Record set section start

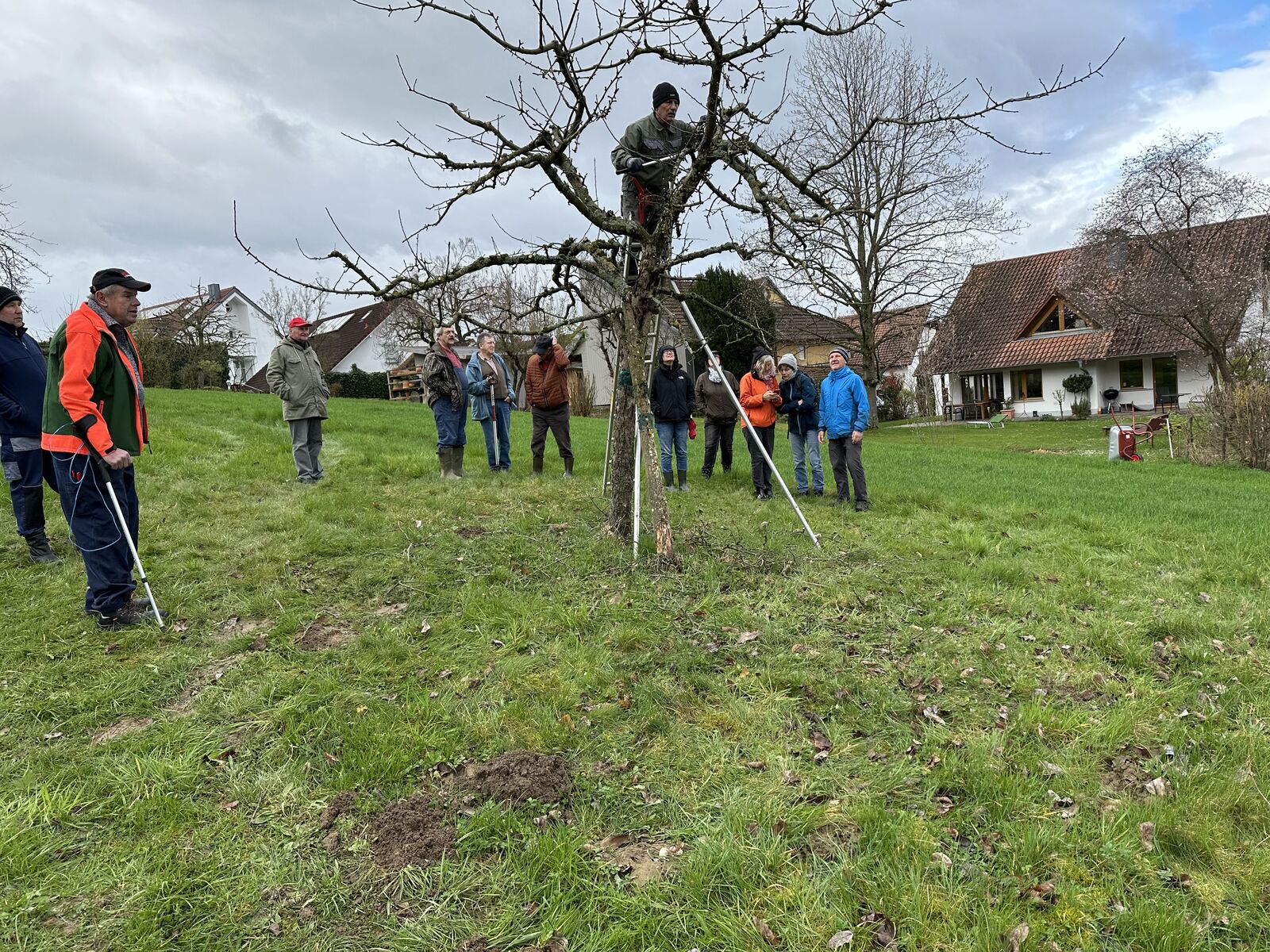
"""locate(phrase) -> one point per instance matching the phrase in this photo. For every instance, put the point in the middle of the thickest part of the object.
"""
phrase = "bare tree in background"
(907, 215)
(18, 254)
(283, 302)
(568, 67)
(1168, 248)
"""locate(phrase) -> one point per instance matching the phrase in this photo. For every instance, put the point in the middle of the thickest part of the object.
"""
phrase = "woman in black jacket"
(671, 397)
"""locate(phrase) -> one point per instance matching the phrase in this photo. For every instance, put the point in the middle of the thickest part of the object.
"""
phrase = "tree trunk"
(630, 366)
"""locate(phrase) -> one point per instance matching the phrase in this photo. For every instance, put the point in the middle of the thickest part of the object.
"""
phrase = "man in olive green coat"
(657, 136)
(295, 374)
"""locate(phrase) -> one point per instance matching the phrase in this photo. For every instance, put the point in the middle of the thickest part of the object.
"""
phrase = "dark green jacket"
(92, 391)
(295, 374)
(648, 139)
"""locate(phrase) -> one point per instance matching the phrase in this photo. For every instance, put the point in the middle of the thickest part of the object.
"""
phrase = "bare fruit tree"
(907, 217)
(18, 253)
(568, 63)
(1179, 244)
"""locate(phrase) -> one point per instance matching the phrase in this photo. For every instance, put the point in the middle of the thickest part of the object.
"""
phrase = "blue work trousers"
(97, 530)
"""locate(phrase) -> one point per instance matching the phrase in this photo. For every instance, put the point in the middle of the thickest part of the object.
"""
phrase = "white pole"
(639, 460)
(736, 401)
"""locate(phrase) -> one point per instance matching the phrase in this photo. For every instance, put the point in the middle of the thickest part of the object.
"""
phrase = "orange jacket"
(92, 391)
(759, 412)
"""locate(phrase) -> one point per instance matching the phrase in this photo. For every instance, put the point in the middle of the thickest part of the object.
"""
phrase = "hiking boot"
(40, 551)
(126, 617)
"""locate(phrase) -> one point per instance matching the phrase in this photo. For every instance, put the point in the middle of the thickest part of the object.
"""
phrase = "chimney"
(1118, 251)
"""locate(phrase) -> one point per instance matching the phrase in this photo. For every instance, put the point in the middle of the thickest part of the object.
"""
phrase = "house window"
(1026, 385)
(1057, 317)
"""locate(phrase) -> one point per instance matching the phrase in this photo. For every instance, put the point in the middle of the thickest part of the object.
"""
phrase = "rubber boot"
(41, 552)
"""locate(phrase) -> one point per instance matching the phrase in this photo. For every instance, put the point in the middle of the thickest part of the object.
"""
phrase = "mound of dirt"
(323, 635)
(520, 776)
(410, 833)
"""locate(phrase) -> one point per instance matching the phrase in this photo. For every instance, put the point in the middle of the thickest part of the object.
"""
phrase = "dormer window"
(1057, 317)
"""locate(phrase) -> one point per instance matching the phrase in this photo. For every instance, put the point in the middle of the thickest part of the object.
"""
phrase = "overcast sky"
(133, 126)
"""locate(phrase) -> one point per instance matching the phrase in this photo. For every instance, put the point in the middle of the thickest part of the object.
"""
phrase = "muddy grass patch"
(200, 679)
(518, 777)
(410, 833)
(121, 729)
(323, 634)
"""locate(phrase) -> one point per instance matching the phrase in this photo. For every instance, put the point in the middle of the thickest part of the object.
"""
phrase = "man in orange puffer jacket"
(760, 397)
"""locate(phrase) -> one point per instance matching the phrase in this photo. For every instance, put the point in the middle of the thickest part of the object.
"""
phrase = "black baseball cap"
(116, 276)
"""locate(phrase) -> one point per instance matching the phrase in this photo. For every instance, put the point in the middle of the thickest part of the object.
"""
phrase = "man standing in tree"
(295, 374)
(22, 400)
(448, 395)
(657, 136)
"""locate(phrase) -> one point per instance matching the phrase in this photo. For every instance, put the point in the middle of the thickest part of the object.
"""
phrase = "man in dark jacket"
(95, 405)
(798, 403)
(671, 397)
(658, 136)
(721, 414)
(448, 395)
(546, 387)
(295, 374)
(22, 399)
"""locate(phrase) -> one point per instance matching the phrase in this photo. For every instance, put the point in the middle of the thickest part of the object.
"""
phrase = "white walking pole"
(124, 528)
(639, 461)
(753, 442)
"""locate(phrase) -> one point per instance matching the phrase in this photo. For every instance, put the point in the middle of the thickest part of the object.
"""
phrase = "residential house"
(360, 338)
(1015, 333)
(228, 315)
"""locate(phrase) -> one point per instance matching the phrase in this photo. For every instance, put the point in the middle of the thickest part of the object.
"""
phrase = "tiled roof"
(171, 319)
(334, 346)
(999, 300)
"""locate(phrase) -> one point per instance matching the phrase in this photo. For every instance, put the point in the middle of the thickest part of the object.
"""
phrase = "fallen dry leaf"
(766, 932)
(884, 936)
(1147, 831)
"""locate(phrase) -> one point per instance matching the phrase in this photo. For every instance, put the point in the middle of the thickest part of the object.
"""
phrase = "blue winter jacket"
(479, 390)
(23, 374)
(798, 401)
(844, 404)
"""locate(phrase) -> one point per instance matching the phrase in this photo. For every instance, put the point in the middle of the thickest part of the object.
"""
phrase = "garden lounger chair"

Record set section end

*Assigned task*
Give every line of the records above again, exactly, and omit the pictures.

*Result of this task*
"""locate(phrase) -> one point per instance matching the phrase in this photo. For every instance, put the point in the middle of the thickest part of the object.
"""
phrase = "bare tree in background"
(907, 215)
(18, 254)
(283, 302)
(568, 67)
(1168, 248)
"""locate(phrase) -> one point per instance matching the phrase in this photo. For every instance, put the point in the middle of the thickest part of the object.
"""
phrase = "woman in black jacket"
(671, 397)
"""locate(phrase) -> one point per instance matching the phrase in this photo. For every instance, put the point in the middle of the thickest part of the object.
"""
phrase = "tree trunk"
(630, 366)
"""locate(phrase) -> one point per instance matching the phrase in this photo. For every instance, put the point in the middle of the thickest part of the object.
"""
phrase = "man in olive green coat"
(657, 136)
(295, 374)
"""locate(phrase) -> one point per instance matching the phrase in this photo. For every instance, put the point in the middle of the thickest part of the object.
"""
phrase = "dark green jacket"
(92, 391)
(295, 374)
(648, 139)
"""locate(phrase) -> one point per instance matching the phrase in this photo. For every instance, put the point in the middle of the thickest part of the object.
"""
phrase = "bare fruit tree"
(907, 217)
(18, 253)
(568, 63)
(1179, 244)
"""locate(phrase) -> one point per instance matching the phrase in this photo. For every instance, put the point in the middle of the thickest part of the object.
"""
phrase = "blue work trousers"
(97, 530)
"""locate(phrase) -> one point per instance matching the phrase in this photo. For every instance, put the point in the middle of the thickest part of the object.
"""
phrase = "white pole"
(639, 460)
(736, 401)
"""locate(phrase) -> one point per instance matching the phrase in this photo. For every instance, put the point in the middle of the thickest part of the object.
"""
phrase = "orange jacket"
(92, 391)
(759, 412)
"""locate(phrase) -> one point per instance matching the phrase in this photo. For every instance, put the point in the middle of the thickest part of the object.
"""
phrase = "hiking boot"
(40, 551)
(126, 617)
"""locate(phrase) -> one point per instance matching the phrase in this photo. For every instance, put the point in the middle of the thickest part of the object.
"""
phrase = "chimney"
(1118, 251)
"""locate(phrase) -> one point per instance matching the phrase in this photo. For every instance, put the point in the middle of the thickest part of the object.
"""
phrase = "house window"
(1026, 385)
(1057, 317)
"""locate(phrase) -> one point per instance matching the phrase in this photo. For every instance, put the point in the middle of the thickest part of the object.
"""
phrase = "rubber boot"
(41, 552)
"""locate(phrase) -> one point per instance matching the phrase in this photo. For every instance, put the point in the middle of the thickest part of the object.
"""
phrase = "mound of dirt"
(323, 635)
(520, 776)
(410, 833)
"""locate(phrase) -> one point per instance matching the phrase in this photo. For every instance, put the point in the middle of the thickest part of the object.
"""
phrase = "dormer window"
(1057, 317)
"""locate(phrase) -> one point per instance matching the phrase in this photo. For every instance, put the point in the middle of the thickest part of the object.
"""
phrase = "overcast sky"
(133, 126)
"""locate(phrase) -> one point per instance matching the phrase in this photo. For every instance, put the point in the middle of the thickest part of the object.
"""
phrase = "muddy grass patch"
(200, 679)
(518, 777)
(410, 833)
(121, 729)
(323, 634)
"""locate(phrase) -> one point per instance matching the phrase in this photo. For every instance, put the point in the middle of the thickest part of the object.
"""
phrase = "man in orange puffer jacket"
(760, 397)
"""locate(phrase) -> one point per instance matching the phrase in this photo. For every instance, put the point in the middle of the thickest part of the object.
"""
phrase = "black baseball cap"
(116, 276)
"""locate(phrase) -> one point per instance matching the phrase in this photo. For every instance, put the point in the middle of the thickest part of the object.
"""
phrase = "man standing in tree"
(295, 374)
(22, 400)
(448, 395)
(657, 136)
"""locate(phrase) -> one point per instance matching the phrase in this photo. For every instance, put the point in the middle of the thickest part of the object.
"""
phrase = "man in dark jacket"
(95, 405)
(798, 403)
(671, 397)
(658, 136)
(721, 414)
(448, 395)
(546, 387)
(295, 374)
(22, 399)
"""locate(phrase) -> one point per instance matching the phrase in this photo. For every instance, put the point in the middle of the thickest part of the object.
"""
phrase = "white walking pole"
(124, 528)
(639, 461)
(753, 442)
"""locate(phrase) -> one point per instance matching the phrase in this photo. For every instance, put the point in the middle of the thickest part of the object.
"""
phrase = "residential house"
(360, 338)
(1015, 333)
(228, 315)
"""locate(phrase) -> one point per instance matching the phrase in this photo. For every instance, put the point in the middle of the thickest part of the object.
"""
phrase = "tiled roof"
(171, 319)
(334, 346)
(999, 300)
"""locate(phrase) -> one point per instance matching the phrase in this photo. For every instance, put the point in the middle of the thickest part of the object.
"""
phrase = "fallen dry leaf"
(766, 932)
(884, 936)
(1147, 831)
"""locate(phrase) -> one point per instance matching the phrase in this photo. For every instance, put the point in the middle of the thickest part of the object.
"""
phrase = "blue winter jacket"
(479, 390)
(23, 374)
(798, 401)
(844, 404)
"""locate(phrase) -> one point per instance matching the phrase in this photo. For every instance, put the point in the middle of the thickest part of the object.
"""
phrase = "garden lounger chair"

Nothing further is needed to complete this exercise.